• [TE VERWERKEN DATA]:
◆ ◆ ◆ ◆ ◆
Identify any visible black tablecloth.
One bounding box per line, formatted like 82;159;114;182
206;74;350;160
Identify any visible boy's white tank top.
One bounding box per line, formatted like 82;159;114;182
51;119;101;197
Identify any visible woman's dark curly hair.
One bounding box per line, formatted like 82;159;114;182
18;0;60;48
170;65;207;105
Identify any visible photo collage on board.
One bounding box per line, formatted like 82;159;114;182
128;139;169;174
◆ ◆ ◆ ◆ ◆
• [JOUW OPDRACHT]: Verander in alle data elke "Identify any visible" in "Mark every visible". Laat de rest precies zoals het is.

• [ANTWOORD OP OPDRACHT]:
Mark every visible black tablecloth.
One bounding box per line, formatted like 82;159;114;182
206;74;350;160
Mark every visible boy's white tank top.
One bounding box per line, formatted like 82;159;114;182
51;119;101;197
Mark every visible woman's dark curly hair.
One bounding box per line, formatted like 82;159;114;182
18;0;60;48
170;65;207;105
Mark every visible photo collage on board.
One bounding box per line, formatted like 82;159;114;182
128;139;169;174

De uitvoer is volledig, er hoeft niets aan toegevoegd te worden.